A “Seção Lombroso” foi então inaugurada por volta do ano de 1914, dando conta desta necessidade estabelecida em lei (Maciel, 1999). Ela era um projeto importante em termos assistenciais na ótica de Juliano Moreira. Segundo este (Moreira, 1905, p. 54)
Só ficará completa a missão do Estado no que diz respeito à Assistência Alienados do Distrito Federal, no dia em que fizer construir pavilhões especiais para mentecaptos que praticarem crime e para criminosos que ensandecerem, ou nos asilos comuns ou nas proximidades das prisões.

Sobre a tarefa:
Devolva integralmente o trecho acima sobre a Seção Lombroso, sem qualquer alteração.

Dados em análise:
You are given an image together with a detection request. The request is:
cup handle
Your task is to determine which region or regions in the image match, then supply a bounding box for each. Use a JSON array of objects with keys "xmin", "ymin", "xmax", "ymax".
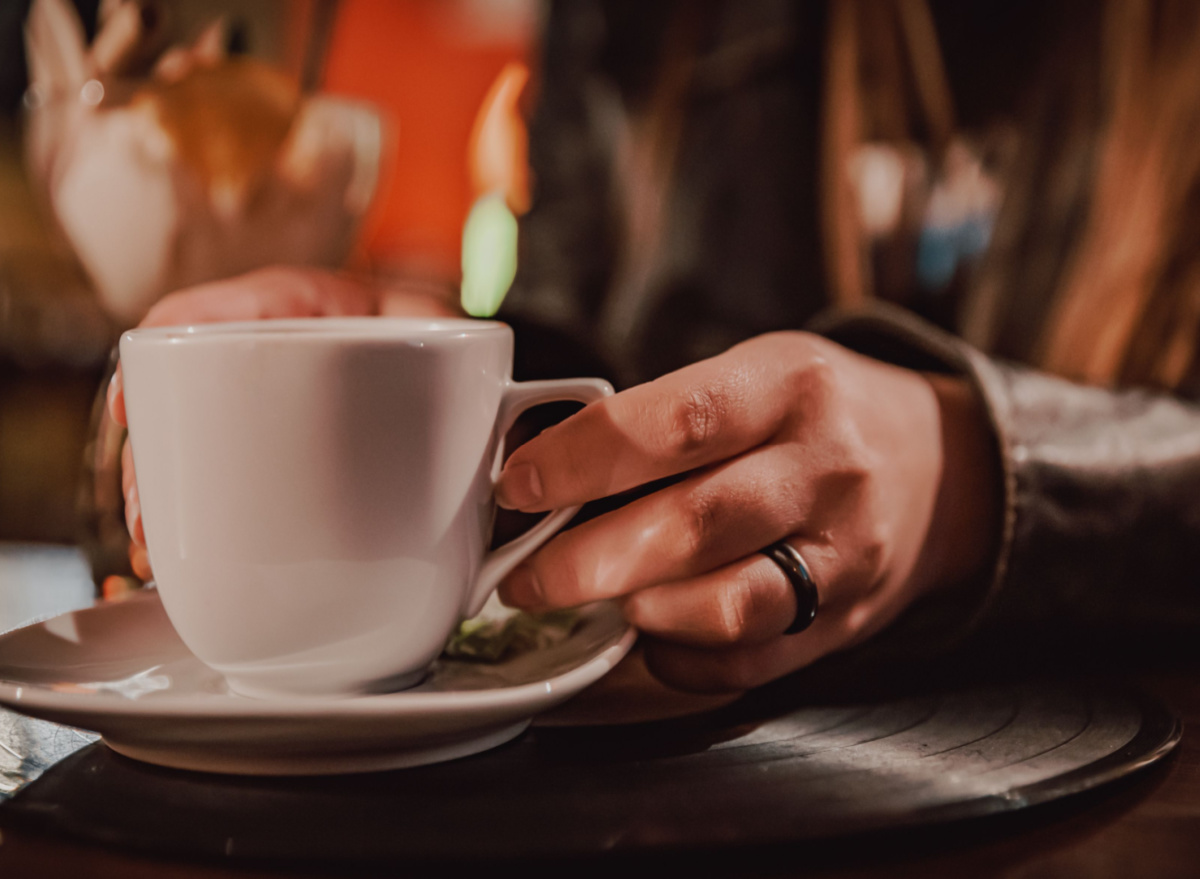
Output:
[{"xmin": 464, "ymin": 378, "xmax": 612, "ymax": 618}]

Resultado:
A “Seção Lombroso” foi então inaugurada por volta do ano de 1914, dando conta desta necessidade estabelecida em lei (Maciel, 1999). Ela era um projeto importante em termos assistenciais na ótica de Juliano Moreira. Segundo este (Moreira, 1905, p. 54)
Só ficará completa a missão do Estado no que diz respeito à Assistência Alienados do Distrito Federal, no dia em que fizer construir pavilhões especiais para mentecaptos que praticarem crime e para criminosos que ensandecerem, ou nos asilos comuns ou nas proximidades das prisões.